What is expected: Collect every line of the entries that contains the word "dark", copying each line in full. Case counts.

[START OF Records provided]

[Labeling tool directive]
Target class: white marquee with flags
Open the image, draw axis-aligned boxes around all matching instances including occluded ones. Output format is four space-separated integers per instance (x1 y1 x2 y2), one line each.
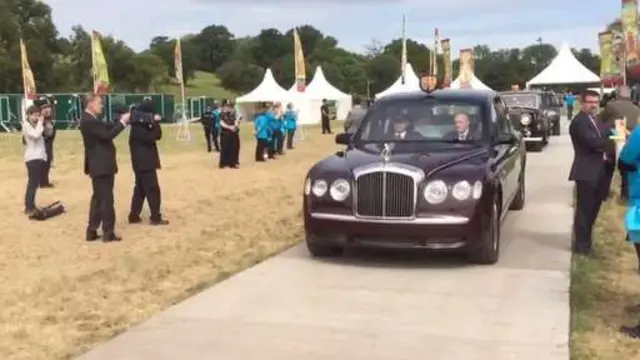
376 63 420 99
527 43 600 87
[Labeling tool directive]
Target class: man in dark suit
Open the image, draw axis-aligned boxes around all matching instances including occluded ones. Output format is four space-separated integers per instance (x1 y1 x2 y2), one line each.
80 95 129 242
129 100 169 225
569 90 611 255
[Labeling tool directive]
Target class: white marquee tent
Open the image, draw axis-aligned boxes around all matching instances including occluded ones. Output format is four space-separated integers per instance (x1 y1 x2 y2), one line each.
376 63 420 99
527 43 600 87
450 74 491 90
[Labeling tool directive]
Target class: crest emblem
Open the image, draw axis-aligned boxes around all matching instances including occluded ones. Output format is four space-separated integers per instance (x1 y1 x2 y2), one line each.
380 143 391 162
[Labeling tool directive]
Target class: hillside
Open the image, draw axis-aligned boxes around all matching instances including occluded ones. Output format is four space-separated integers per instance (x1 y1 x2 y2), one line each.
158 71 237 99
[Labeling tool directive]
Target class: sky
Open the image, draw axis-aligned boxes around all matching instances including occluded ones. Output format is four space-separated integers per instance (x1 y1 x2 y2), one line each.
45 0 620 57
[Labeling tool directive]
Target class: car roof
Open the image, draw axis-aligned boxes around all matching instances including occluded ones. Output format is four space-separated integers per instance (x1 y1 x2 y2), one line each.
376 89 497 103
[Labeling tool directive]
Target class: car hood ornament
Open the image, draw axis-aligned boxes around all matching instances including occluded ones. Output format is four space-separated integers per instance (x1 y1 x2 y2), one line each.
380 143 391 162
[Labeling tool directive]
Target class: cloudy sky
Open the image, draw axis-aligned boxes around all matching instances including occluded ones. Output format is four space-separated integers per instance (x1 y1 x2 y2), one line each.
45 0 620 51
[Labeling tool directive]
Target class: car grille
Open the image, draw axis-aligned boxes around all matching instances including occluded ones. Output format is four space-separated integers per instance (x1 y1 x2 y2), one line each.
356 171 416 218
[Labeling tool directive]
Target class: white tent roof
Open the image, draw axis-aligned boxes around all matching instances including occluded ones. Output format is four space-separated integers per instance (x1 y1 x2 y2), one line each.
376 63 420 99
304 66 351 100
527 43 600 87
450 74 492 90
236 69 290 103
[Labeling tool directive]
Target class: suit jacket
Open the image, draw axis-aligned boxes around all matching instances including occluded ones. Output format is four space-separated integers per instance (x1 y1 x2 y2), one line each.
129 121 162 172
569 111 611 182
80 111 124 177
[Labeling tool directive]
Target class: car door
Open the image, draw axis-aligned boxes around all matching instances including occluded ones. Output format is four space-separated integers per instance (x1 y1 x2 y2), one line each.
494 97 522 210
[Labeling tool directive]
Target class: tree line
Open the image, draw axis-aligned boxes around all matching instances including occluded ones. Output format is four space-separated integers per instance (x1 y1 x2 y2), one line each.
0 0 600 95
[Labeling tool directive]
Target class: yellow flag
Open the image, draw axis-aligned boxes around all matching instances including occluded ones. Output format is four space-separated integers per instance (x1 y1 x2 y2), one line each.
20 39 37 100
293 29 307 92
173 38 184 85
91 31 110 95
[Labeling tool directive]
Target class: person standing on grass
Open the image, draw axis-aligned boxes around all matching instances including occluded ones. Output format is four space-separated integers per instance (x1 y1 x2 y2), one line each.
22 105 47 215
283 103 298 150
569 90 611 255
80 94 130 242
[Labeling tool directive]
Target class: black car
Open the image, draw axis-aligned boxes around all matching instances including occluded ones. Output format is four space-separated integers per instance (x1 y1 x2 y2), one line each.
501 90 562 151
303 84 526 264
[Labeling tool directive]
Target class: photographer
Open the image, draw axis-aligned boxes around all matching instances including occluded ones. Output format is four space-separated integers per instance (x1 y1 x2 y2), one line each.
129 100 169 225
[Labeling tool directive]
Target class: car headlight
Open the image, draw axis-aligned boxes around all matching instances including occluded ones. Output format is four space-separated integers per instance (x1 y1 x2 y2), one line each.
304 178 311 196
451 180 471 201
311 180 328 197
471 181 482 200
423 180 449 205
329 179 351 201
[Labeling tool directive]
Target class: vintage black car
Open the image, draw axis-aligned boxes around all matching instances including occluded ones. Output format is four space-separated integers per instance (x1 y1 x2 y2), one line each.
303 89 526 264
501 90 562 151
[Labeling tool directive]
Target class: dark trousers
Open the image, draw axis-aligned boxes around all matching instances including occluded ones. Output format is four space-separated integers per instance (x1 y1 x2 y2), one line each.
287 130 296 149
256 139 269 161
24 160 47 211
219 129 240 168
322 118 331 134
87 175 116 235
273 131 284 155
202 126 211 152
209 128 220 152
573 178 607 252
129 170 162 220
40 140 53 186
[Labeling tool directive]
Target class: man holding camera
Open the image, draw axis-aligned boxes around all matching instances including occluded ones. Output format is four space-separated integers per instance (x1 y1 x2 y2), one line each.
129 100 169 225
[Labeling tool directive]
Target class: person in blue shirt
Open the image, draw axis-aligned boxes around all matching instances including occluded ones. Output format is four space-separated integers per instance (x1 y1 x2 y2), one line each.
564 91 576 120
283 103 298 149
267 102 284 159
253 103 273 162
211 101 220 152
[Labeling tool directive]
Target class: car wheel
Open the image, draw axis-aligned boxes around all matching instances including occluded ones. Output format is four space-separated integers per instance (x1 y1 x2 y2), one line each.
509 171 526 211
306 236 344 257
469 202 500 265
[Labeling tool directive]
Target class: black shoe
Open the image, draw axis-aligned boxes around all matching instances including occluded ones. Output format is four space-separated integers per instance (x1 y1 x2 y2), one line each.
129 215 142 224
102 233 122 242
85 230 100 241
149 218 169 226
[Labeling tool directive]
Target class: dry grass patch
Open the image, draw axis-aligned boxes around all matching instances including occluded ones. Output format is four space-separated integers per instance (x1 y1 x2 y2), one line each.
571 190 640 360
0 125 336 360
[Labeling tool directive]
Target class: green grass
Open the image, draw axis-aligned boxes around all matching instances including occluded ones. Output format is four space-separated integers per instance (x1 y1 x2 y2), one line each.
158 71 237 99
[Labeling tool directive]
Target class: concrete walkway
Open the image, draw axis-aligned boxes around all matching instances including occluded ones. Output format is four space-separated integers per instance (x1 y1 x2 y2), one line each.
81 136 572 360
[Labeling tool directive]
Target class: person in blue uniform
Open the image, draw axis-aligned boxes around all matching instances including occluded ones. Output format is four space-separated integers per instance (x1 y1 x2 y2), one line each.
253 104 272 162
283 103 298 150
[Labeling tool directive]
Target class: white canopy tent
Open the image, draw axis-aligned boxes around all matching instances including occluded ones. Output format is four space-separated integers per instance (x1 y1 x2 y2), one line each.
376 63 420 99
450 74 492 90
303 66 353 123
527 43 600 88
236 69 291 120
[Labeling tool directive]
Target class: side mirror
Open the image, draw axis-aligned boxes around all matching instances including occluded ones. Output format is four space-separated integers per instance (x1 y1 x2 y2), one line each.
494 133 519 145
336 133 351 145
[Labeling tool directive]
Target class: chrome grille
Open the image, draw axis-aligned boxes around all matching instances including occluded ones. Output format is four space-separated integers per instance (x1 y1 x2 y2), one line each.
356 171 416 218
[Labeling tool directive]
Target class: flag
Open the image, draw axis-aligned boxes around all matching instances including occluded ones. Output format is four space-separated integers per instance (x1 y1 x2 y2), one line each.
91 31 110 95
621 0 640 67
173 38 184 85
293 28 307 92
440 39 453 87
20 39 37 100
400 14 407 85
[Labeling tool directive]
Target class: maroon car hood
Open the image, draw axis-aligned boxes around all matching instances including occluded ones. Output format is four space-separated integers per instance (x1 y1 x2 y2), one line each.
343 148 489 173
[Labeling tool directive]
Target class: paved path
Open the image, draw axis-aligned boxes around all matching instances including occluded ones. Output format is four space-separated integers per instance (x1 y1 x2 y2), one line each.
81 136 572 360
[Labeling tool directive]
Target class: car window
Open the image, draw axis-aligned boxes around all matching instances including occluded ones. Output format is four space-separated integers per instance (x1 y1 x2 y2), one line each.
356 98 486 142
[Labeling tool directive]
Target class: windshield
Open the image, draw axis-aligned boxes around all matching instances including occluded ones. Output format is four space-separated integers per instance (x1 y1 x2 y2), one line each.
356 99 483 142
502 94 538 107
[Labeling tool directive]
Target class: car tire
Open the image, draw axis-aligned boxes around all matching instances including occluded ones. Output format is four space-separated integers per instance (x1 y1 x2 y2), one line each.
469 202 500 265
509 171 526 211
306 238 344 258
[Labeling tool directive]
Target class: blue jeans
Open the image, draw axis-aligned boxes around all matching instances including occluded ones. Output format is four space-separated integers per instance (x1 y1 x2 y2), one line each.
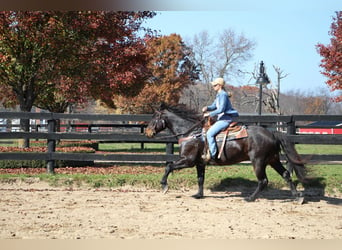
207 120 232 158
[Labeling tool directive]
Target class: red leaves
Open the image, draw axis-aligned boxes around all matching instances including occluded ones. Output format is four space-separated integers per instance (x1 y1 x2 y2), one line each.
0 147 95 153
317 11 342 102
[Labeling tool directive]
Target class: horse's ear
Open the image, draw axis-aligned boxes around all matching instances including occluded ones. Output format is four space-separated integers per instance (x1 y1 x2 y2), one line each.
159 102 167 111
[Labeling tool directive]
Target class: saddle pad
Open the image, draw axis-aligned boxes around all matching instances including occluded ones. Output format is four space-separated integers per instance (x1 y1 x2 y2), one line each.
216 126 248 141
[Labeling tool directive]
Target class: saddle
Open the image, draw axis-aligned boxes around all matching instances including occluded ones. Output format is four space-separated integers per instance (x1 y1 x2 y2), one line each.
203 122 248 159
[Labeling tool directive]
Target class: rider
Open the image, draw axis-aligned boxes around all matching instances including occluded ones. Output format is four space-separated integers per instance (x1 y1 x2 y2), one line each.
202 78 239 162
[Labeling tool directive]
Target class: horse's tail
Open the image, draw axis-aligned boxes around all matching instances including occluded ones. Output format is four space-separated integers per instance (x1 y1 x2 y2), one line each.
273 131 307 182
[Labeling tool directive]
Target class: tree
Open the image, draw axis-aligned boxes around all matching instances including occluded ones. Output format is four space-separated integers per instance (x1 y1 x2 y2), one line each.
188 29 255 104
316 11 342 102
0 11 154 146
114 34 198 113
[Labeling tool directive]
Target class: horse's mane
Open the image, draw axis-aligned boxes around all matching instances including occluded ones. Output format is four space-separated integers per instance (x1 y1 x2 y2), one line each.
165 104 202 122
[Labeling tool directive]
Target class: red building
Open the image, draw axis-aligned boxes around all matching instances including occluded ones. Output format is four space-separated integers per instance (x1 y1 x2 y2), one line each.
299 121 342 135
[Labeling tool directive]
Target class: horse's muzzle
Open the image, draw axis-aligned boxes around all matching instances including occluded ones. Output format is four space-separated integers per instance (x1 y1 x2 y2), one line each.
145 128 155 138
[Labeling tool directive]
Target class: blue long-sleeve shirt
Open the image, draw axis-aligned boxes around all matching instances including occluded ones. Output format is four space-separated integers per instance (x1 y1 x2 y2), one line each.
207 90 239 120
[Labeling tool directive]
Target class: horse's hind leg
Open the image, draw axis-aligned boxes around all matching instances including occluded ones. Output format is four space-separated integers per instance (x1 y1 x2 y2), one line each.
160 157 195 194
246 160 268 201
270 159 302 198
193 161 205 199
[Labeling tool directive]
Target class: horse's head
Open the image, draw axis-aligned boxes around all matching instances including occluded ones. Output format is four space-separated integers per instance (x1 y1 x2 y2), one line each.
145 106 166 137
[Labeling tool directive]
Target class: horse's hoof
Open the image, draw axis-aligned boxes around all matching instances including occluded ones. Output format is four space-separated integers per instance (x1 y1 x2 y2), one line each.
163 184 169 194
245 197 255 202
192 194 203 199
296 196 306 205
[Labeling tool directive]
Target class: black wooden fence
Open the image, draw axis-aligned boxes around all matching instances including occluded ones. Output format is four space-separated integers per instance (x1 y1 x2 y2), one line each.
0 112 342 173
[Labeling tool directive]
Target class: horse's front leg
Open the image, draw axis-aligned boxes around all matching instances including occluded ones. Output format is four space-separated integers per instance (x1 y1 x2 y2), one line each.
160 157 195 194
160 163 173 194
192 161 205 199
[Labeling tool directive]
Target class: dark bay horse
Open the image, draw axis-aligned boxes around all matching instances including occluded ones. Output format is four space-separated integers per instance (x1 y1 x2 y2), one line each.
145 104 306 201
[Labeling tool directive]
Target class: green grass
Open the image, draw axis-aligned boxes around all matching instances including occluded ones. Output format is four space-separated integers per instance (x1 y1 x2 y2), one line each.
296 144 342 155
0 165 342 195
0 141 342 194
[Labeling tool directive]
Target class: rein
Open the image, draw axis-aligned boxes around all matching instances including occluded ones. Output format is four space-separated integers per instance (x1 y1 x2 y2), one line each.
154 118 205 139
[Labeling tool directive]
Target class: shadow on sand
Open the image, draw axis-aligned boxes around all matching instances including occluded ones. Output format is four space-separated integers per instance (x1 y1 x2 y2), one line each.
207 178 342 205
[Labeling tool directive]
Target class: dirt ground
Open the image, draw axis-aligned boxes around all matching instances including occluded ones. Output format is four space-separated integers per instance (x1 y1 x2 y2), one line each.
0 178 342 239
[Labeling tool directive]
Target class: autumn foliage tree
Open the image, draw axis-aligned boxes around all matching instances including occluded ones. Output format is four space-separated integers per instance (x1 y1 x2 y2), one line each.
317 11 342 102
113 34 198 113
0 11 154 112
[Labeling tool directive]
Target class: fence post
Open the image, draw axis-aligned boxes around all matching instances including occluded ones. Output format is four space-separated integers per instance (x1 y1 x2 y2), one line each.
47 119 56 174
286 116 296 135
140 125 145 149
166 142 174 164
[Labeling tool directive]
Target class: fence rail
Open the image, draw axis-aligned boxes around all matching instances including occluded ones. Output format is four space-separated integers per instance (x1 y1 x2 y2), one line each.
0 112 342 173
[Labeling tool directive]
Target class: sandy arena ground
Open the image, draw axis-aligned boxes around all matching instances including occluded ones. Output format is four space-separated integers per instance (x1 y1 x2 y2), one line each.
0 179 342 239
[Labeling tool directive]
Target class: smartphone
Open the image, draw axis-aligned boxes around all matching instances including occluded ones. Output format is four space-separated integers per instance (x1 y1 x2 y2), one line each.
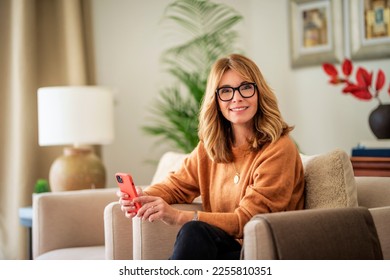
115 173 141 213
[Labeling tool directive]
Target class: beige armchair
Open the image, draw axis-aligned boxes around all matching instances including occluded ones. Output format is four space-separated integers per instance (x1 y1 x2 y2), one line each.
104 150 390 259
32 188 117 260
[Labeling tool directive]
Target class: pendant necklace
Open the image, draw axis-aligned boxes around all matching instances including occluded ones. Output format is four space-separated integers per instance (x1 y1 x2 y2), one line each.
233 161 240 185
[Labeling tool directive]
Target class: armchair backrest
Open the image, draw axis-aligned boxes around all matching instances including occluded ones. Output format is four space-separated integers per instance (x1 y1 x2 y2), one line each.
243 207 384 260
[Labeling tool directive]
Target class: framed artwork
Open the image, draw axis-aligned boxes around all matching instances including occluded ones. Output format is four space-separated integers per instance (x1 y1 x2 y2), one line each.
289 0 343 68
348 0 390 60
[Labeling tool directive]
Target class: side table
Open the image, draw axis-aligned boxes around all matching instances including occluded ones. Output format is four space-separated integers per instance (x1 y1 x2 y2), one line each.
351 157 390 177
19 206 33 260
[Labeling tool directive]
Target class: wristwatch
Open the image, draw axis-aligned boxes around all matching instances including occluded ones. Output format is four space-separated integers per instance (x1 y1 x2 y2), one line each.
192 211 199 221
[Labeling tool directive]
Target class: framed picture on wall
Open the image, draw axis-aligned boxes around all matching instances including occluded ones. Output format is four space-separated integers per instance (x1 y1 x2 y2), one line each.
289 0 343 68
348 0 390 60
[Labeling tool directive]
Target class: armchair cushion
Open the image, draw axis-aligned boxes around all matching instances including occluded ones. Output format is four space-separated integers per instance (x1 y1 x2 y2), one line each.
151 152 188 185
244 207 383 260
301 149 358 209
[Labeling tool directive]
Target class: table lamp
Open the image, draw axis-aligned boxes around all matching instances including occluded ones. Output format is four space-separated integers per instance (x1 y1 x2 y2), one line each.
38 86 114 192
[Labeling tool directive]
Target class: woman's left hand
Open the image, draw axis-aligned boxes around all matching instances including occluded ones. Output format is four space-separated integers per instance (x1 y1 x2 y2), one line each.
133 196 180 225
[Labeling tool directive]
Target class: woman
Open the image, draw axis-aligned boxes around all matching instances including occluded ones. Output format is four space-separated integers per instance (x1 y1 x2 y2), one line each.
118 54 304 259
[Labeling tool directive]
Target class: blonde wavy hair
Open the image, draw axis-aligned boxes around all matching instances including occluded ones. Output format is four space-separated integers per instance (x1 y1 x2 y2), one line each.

[END OF Records provided]

Response for this exercise:
Target class: man in dark suit
Target class: dark trousers
Target class: dark bay horse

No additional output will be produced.